What you are asked to do: Count the lines in the records below that contain the string "snow", treating uppercase and lowercase as different. Reply with the number only.

Extracted data:
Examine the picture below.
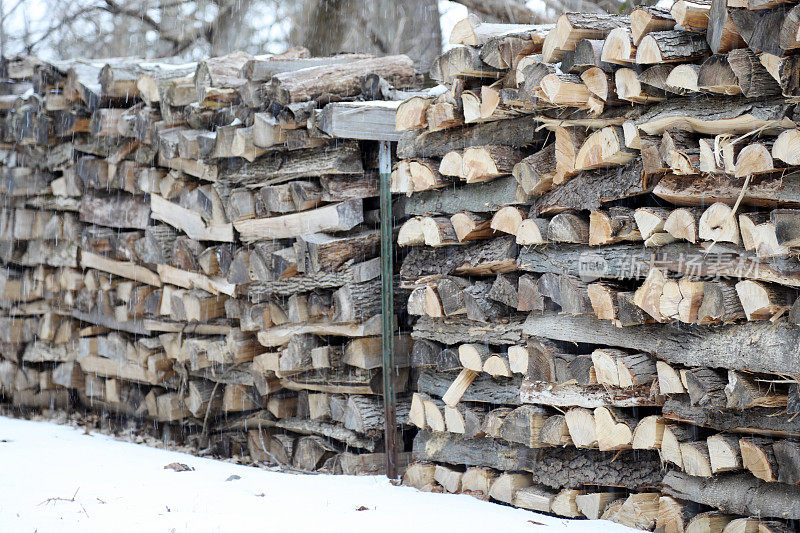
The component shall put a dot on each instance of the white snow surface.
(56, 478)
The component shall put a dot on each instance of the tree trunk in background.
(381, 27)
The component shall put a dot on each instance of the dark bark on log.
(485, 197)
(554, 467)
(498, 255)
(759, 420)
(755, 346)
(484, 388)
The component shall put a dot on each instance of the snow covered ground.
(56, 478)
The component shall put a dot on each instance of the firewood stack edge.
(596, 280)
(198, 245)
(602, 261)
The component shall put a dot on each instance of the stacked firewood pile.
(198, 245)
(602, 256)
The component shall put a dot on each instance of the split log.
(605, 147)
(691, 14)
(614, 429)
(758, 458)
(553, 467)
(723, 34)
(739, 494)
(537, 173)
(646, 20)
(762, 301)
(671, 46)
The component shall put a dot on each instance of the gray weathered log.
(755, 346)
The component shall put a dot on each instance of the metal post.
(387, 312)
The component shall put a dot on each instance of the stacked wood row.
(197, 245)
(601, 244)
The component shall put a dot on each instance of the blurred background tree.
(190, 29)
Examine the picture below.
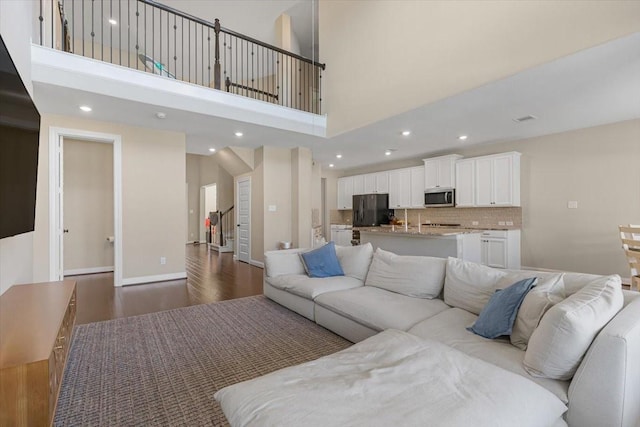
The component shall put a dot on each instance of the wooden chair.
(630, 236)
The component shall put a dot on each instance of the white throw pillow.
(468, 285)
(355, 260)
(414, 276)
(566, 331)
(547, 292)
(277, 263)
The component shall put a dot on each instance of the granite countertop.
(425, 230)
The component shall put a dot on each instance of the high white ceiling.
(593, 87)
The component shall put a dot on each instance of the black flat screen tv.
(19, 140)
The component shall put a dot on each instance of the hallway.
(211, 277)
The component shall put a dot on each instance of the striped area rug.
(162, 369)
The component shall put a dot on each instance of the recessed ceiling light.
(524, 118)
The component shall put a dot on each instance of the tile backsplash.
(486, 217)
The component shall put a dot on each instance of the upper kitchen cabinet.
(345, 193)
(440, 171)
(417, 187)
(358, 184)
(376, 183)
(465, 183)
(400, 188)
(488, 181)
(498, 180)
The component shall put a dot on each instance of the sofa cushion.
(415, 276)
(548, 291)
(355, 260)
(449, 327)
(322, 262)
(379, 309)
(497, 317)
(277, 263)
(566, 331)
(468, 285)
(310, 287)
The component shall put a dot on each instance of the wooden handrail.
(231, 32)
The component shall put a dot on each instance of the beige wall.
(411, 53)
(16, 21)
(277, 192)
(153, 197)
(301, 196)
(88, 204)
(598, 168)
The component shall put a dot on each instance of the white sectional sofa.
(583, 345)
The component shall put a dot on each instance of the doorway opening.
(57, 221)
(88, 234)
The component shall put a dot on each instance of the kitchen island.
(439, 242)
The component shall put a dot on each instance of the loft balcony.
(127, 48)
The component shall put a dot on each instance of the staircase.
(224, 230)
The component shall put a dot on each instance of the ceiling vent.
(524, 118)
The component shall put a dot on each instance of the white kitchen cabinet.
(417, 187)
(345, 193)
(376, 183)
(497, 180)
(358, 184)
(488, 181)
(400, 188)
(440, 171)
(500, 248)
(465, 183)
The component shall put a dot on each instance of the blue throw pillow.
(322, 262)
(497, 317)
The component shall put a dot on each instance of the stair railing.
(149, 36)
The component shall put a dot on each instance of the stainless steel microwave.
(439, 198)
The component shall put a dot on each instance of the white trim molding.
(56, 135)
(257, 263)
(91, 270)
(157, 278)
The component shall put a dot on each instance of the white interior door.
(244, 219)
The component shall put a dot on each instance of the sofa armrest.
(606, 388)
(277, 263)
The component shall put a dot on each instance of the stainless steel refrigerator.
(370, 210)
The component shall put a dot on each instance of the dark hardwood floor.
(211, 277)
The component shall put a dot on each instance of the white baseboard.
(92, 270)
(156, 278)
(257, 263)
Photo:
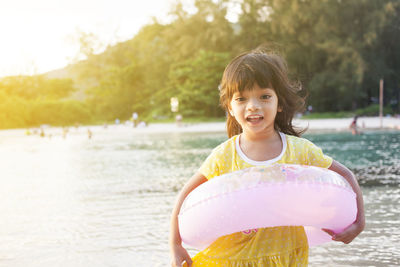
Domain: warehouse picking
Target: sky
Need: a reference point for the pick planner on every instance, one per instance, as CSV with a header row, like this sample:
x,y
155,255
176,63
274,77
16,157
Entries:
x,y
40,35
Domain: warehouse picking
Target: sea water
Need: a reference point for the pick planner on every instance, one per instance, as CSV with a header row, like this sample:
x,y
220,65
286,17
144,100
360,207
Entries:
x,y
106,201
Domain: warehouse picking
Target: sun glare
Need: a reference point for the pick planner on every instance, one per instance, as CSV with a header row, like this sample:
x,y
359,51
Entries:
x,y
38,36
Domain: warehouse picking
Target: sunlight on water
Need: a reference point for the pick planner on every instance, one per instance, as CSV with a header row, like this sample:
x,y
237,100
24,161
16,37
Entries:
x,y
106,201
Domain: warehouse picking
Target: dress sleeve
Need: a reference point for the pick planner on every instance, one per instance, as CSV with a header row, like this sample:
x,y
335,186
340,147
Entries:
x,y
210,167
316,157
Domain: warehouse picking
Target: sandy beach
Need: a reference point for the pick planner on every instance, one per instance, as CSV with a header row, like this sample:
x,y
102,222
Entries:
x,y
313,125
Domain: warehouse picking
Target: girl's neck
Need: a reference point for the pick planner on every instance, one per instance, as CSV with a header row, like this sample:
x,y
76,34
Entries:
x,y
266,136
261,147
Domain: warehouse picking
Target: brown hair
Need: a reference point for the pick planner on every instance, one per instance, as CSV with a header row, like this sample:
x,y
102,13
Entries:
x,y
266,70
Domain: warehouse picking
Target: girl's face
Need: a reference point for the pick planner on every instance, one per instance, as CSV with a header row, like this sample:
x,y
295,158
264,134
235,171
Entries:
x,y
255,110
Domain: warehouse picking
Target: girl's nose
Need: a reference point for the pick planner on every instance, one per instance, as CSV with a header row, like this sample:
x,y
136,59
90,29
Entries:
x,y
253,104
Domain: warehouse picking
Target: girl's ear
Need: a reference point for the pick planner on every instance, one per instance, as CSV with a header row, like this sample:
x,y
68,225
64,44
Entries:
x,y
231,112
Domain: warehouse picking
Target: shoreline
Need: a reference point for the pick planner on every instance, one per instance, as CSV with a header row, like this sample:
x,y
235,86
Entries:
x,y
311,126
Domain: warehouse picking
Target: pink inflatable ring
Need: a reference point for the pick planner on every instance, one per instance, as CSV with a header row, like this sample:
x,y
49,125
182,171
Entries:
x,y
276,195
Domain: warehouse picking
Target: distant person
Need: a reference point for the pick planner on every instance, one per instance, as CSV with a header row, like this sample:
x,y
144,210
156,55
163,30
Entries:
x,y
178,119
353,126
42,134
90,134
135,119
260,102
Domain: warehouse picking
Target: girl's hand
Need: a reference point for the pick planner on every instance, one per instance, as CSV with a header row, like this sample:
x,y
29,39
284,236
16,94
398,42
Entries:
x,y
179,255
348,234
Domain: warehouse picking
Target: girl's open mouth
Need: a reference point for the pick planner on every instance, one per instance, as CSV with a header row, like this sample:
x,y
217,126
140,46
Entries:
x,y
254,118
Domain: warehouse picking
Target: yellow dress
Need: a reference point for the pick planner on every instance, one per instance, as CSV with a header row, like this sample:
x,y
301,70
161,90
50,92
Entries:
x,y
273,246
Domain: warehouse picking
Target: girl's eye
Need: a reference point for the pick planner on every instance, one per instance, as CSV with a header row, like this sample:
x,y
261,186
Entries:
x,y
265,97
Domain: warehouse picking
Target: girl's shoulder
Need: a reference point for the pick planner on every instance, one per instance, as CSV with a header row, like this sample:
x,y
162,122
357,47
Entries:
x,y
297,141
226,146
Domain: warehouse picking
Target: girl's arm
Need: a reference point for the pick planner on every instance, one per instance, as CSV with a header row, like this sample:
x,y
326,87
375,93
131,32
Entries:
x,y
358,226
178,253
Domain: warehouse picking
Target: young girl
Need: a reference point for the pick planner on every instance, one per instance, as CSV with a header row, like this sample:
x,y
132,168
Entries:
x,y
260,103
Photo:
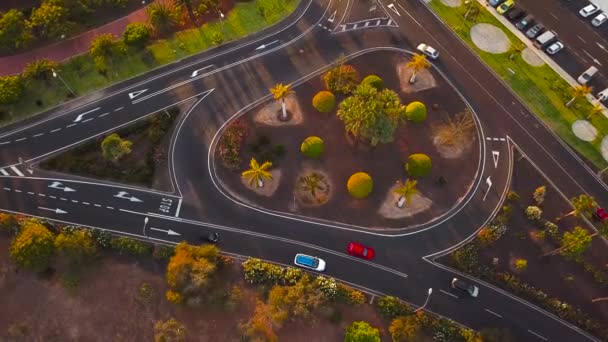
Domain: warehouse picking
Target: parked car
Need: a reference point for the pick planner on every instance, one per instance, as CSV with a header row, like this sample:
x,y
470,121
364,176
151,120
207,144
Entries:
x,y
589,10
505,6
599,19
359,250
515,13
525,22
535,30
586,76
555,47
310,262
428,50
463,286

Reply: 2